▶ What the exercise asks:
Only the line containing "the cobblestone pavement." and the lines after it, up to the end of the listing, should be written out, each exactly as given.

Exercise inputs section start

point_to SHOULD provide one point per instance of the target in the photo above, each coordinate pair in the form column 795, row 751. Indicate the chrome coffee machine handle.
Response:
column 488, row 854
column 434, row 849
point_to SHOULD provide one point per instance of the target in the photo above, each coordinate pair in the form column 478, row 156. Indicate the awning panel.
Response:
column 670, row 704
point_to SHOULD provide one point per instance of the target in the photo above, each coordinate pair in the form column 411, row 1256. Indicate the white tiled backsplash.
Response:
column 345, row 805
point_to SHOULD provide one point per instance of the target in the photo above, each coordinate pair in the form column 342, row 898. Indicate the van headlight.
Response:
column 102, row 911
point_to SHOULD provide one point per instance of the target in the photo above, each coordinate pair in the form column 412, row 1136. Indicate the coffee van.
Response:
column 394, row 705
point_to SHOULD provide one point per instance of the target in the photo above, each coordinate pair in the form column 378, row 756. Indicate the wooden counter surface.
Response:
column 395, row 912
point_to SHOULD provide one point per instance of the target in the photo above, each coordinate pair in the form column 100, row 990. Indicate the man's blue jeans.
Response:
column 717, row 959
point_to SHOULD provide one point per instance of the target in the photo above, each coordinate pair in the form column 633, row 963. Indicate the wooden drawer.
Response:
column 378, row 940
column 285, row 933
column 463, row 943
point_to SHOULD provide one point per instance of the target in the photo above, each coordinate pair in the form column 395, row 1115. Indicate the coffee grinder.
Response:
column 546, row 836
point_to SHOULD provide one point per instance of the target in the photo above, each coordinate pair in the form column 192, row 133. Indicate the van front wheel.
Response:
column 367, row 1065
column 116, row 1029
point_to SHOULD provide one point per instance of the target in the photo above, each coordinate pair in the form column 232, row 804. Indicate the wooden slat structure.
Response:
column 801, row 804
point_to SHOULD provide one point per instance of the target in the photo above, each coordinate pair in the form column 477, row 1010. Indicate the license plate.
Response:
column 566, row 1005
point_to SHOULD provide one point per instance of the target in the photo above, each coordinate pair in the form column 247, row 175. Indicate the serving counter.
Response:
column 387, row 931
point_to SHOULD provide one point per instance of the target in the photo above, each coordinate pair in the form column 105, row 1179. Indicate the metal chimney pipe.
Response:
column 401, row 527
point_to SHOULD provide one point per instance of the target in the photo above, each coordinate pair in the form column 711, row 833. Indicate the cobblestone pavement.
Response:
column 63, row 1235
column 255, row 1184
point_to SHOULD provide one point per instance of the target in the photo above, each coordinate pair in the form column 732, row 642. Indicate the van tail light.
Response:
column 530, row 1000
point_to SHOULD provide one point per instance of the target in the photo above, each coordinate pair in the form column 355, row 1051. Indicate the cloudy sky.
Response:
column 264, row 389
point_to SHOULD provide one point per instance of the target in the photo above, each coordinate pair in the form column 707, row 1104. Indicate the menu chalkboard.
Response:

Exercise inputs section end

▶ Answer for the task:
point_to SHOULD provide one point per instance of the target in the photo above, each coordinate pair in the form column 711, row 833. Indicate the cobblestone pavement.
Response:
column 63, row 1235
column 255, row 1184
point_to SHOULD provide one point per instance of the target in the photo above, each coordinate pair in the form column 732, row 642. Indicate the van tail light.
Response:
column 530, row 1000
point_to SHOULD provide one point per instance of the target in the photo above, each coordinate pair in the form column 355, row 1051. Indicate the cloudy sky.
Response:
column 264, row 389
point_to SHOULD provide one point per instance of the target in the photo above, each coordinate pair in the form column 707, row 1104. Indicate the menu chalkboard.
Response:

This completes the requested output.